Abaküs Yazılım
20. Hukuk Dairesi
Esas No: 2014/3749
Karar No: 2014/7051
Karar Tarihi: 03.07.2014

Yargıtay 20. Hukuk Dairesi 2014/3749 Esas 2014/7051 Karar Sayılı İlamı

20. Hukuk Dairesi         2014/3749 E.  ,  2014/7051 K.

    "İçtihat Metni"



    Taraflar arasındaki davanın yapılan duruşması sonunda kurulan hükmün Yargıtayca incelenmesi davalı Hazine ve ihbar olunan Orman Yönetimi tarafından istenilmekle, süresinde olduğu anlaşılan temyiz dilekçesinin kabulüne karar verildikten sonra dosya incelendi, gereği düşünüldü:

    K A R A R
    Kadastro sırasında, dava konusu parsel sayılı taşınmaz, tarla niteliğiyle sayılı dosyasında davalı olduğundan malik hanesi boş bırakılarak tespit edilmiştir.
    Davacılar, dava dilekçesinde sınırlarını bildirdikleri 8 parça taşınmazın tapuda kayıtlı olmadığını, ortak miras bırakanları ...’tan kendilerine kaldığını ve kazandırıcı zamanaşımı zilyedliği yoluyla taşınmaz edinme koşullarının yararlarına oluştuğunu, davalı ...’nın ise bu taşınmazlarda hiçbir hakkı olmadığı halde işgal ederek kullandığını ileri sürerek, ...’nın haksız elatmasının önlenmesi ve taşınmazların adlarına tescili istemiyle Esas sayılı dosyasında dava açmışlar; yargılama sırasında, dava konusu olan taşınmazlardan 6 numara tarif edilen Sazak mevkiindeki taşınmaz hakkında kadastro tespit tutanağı düzenlendiğinden, görevsizlik kararı ile dava dosyası kadastro mahkemesine aktarılmıştır.
    Mahkemece; davanın kabulüne,sayılı taşınmazın ... mirasçılarıarkadaşları adına tesciline karar verilmiş; davalı Hazine vekili tarafından temyiz edilmekle, hüküm Yargıtay 20. Hukuk Dairesinin 11.05.2010 tarih ve 2010/4962-6233 Esas ve Karar sayılı kararı ile bozulmuştur.

+ + + + + + +

Yazılı İstek A:
Aşağıdaki ifadeler kaynak metinle uyuşuyor mu? Her biri için evet ya da hayır deyin ve kararı veren sözleri metinden aynen alıntılayın.
(i) Davacılar, tapuda kayıtlı olmayan 8 parça taşınmaz için dava açmıştır.
(ii) Hükmün Yargıtayca incelenmesini davacılar istemiştir.
(iii) Dava dosyası, görevsizlik kararıyla kadastro mahkemesine gönderilmiştir.

Verilen Liste:
+ + + + + + +

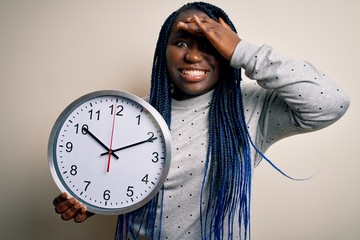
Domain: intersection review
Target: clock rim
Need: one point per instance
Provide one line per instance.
(61, 120)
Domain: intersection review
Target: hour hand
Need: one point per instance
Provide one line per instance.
(86, 130)
(150, 139)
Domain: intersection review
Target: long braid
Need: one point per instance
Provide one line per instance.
(228, 166)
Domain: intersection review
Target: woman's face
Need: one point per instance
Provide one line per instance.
(192, 62)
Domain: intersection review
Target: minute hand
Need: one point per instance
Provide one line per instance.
(151, 139)
(102, 144)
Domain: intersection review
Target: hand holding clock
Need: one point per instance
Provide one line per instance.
(70, 208)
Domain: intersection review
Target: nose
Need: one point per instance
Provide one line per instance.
(194, 55)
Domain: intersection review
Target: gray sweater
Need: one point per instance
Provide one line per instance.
(288, 97)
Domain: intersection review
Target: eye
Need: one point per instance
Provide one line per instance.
(182, 44)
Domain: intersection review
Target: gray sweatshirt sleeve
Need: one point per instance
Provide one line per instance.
(296, 97)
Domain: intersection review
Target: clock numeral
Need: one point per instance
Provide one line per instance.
(138, 117)
(120, 108)
(97, 113)
(145, 179)
(69, 146)
(106, 195)
(129, 191)
(155, 158)
(87, 184)
(73, 170)
(83, 129)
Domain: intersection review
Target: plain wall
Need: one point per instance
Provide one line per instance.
(52, 52)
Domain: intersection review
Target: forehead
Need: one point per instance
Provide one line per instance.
(189, 13)
(182, 18)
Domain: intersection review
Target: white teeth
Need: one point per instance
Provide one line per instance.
(193, 72)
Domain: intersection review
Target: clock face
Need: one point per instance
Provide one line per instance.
(111, 151)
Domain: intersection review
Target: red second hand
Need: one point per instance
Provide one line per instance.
(111, 139)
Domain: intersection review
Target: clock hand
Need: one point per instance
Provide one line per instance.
(112, 136)
(102, 144)
(151, 139)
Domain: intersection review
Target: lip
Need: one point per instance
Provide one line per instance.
(193, 75)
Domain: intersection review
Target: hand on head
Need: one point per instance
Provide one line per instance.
(218, 33)
(70, 208)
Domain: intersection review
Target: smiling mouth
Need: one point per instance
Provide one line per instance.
(193, 72)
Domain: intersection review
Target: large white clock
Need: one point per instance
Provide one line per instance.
(110, 150)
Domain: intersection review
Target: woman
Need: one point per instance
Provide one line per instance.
(220, 126)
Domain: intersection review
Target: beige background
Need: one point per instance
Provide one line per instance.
(52, 52)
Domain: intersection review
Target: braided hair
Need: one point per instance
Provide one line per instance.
(228, 166)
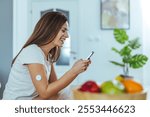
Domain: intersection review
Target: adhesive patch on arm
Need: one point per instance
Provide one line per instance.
(38, 77)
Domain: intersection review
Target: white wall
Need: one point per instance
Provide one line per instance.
(146, 37)
(93, 38)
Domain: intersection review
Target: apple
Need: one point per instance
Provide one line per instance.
(90, 86)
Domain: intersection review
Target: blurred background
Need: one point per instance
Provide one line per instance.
(87, 33)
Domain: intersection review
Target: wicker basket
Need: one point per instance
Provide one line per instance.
(80, 95)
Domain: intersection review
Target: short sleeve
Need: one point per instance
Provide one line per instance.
(31, 54)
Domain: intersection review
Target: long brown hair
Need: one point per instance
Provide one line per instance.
(45, 31)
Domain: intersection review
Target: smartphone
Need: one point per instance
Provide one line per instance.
(90, 55)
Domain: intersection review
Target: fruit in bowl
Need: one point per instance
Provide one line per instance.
(112, 87)
(126, 89)
(90, 86)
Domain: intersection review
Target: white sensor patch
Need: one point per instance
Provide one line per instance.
(38, 77)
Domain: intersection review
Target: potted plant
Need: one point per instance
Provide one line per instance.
(128, 59)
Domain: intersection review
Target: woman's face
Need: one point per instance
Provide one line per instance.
(61, 36)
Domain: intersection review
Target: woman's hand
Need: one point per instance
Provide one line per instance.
(80, 66)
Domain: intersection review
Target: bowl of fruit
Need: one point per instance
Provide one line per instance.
(117, 89)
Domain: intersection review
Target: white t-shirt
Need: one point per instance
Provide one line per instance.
(19, 85)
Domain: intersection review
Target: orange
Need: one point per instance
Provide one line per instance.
(132, 86)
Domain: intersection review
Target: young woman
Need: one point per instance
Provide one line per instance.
(32, 74)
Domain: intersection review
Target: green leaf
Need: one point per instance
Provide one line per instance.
(138, 61)
(134, 44)
(125, 51)
(116, 63)
(115, 50)
(120, 35)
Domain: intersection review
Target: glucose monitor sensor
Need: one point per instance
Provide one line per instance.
(38, 77)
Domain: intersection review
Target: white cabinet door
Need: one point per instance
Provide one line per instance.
(72, 7)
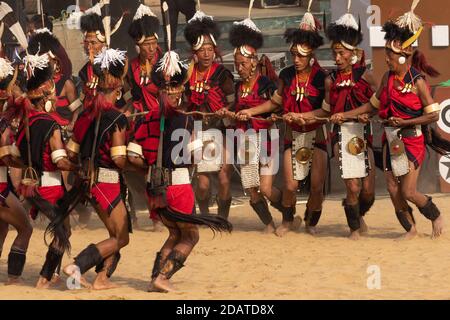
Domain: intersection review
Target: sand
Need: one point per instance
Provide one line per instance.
(250, 265)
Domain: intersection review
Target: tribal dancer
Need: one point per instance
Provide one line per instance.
(347, 88)
(11, 211)
(254, 89)
(41, 146)
(99, 139)
(144, 30)
(405, 102)
(169, 188)
(209, 89)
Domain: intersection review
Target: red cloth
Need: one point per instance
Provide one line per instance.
(106, 195)
(213, 97)
(147, 134)
(179, 198)
(51, 194)
(254, 99)
(311, 102)
(349, 97)
(149, 91)
(4, 192)
(394, 103)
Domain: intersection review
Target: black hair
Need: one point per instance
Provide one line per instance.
(242, 35)
(196, 28)
(298, 36)
(145, 26)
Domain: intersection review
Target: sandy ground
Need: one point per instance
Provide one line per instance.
(251, 265)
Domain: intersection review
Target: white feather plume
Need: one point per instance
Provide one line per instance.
(35, 61)
(42, 30)
(6, 68)
(169, 64)
(110, 56)
(308, 22)
(348, 20)
(143, 10)
(410, 20)
(248, 23)
(200, 15)
(97, 9)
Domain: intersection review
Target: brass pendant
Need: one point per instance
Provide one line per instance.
(356, 146)
(396, 147)
(303, 155)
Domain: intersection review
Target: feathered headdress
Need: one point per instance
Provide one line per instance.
(144, 24)
(98, 20)
(200, 29)
(245, 36)
(170, 72)
(306, 38)
(406, 29)
(345, 31)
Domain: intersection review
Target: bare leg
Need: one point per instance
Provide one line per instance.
(16, 216)
(289, 197)
(315, 200)
(189, 238)
(408, 188)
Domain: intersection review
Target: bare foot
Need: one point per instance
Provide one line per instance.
(438, 227)
(354, 235)
(163, 285)
(71, 270)
(43, 283)
(270, 228)
(297, 223)
(157, 226)
(363, 229)
(104, 284)
(13, 281)
(411, 234)
(310, 230)
(151, 287)
(56, 279)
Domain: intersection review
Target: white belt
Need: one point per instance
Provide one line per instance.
(180, 176)
(107, 175)
(3, 174)
(51, 178)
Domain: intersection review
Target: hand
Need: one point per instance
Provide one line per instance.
(298, 119)
(337, 118)
(244, 115)
(289, 117)
(363, 118)
(224, 112)
(396, 122)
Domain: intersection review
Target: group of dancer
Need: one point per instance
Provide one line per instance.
(60, 149)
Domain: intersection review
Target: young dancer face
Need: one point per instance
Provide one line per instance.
(148, 48)
(206, 55)
(244, 65)
(342, 57)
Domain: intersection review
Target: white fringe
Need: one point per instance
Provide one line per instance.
(409, 20)
(6, 68)
(143, 10)
(200, 15)
(308, 22)
(35, 61)
(110, 56)
(348, 20)
(43, 30)
(97, 9)
(248, 23)
(169, 64)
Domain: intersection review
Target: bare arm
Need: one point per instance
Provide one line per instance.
(119, 139)
(63, 163)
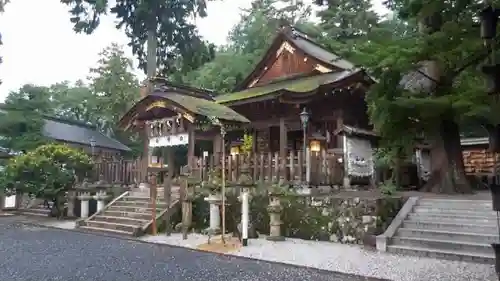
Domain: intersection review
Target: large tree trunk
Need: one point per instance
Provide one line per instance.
(447, 163)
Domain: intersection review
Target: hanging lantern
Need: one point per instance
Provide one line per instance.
(489, 19)
(492, 73)
(493, 137)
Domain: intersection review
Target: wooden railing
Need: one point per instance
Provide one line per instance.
(317, 169)
(320, 168)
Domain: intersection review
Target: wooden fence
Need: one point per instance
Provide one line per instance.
(121, 171)
(318, 169)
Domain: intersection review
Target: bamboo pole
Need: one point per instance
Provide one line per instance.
(153, 202)
(223, 189)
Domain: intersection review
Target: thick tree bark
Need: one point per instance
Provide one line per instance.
(447, 163)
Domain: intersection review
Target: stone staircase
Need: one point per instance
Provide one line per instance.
(129, 214)
(37, 210)
(448, 229)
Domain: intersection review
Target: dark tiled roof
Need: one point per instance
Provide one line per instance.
(354, 131)
(75, 132)
(203, 107)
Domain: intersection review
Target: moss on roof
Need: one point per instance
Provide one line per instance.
(205, 107)
(301, 85)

+ + + + + + +

Yazılı İstek B:
Listede "white" kelimesini içeren bütün satırları bir araya getirin. Büyük ve küçük harf farkı önemlidir.

Tam Çıktı A:
(i) Evet: "8 parça taşınmazın tapuda kayıtlı olmadığını"
(ii) Hayır: "davalı Hazine ve ihbar olunan Orman Yönetimi tarafından istenilmekle"
(iii) Evet: "görevsizlik kararı ile dava dosyası kadastro mahkemesine aktarılmıştır"

Tam Çıktı B:
Target: white teeth
Target: large white clock
Target: white wall
Target: white sensor patch
Target: white t-shirt
Target: white cabinet door
Target: white feather plume
Target: white belt
Target: white fringe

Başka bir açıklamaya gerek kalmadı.